Published: 08 October 2024 Publication History

Abstract

Recently, there is a surge in ransomware activities that encrypt users’ sensitive data and demand bitcoins for ransom payments to conceal the criminal’s identity. It is crucial for regulatory agencies to identify as many ransomware addresses as possible to accurately estimate the impact of these ransomware activities. However, existing methods for detecting ransomware addresses rely primarily on time-consuming data collection and clustering heuristics, and they face two major issues: (1) The features of an address itself are insufficient to accurately represent its activity characteristics, and (2) the number of disclosed ransomware addresses is extremely less than the number of unlabeled addresses. These issues lead to a significant number of ransomware addresses being undetected, resulting in a substantial underestimation of the impact of ransomware activities.

_ _ _ _ _ _ _

▸ **Required task**: Write out the ransomware abstract word for word, from its publication line to its last sentence. The records come from a separate source unrelated to the ransomware abstract.

▸ **Material supplied**:
_ _ _ _ _ _ _

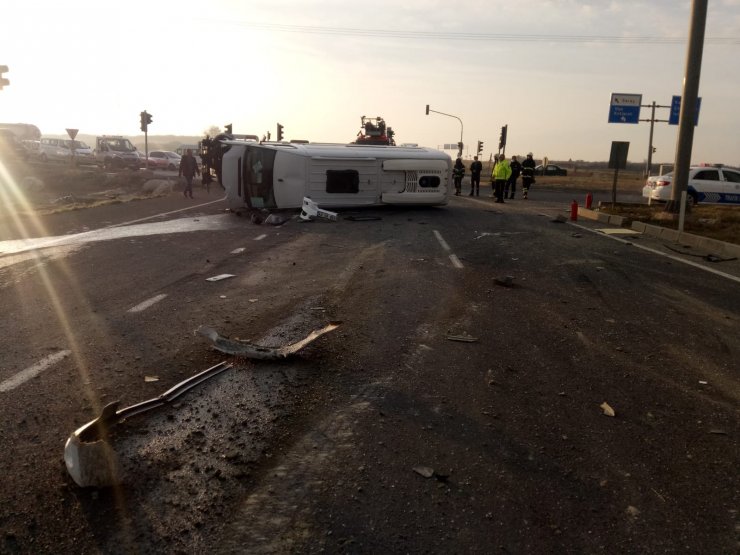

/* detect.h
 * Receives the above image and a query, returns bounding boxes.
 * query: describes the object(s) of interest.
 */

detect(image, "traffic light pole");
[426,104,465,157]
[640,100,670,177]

_ _ _ _ _ _ _

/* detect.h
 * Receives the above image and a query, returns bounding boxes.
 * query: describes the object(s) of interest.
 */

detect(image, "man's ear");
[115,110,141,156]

_ _ _ _ _ _ _

▸ **Response to the task**:
Published: 08 October 2024 Publication History

Abstract

Recently, there is a surge in ransomware activities that encrypt users’ sensitive data and demand bitcoins for ransom payments to conceal the criminal’s identity. It is crucial for regulatory agencies to identify as many ransomware addresses as possible to accurately estimate the impact of these ransomware activities. However, existing methods for detecting ransomware addresses rely primarily on time-consuming data collection and clustering heuristics, and they face two major issues: (1) The features of an address itself are insufficient to accurately represent its activity characteristics, and (2) the number of disclosed ransomware addresses is extremely less than the number of unlabeled addresses. These issues lead to a significant number of ransomware addresses being undetected, resulting in a substantial underestimation of the impact of ransomware activities.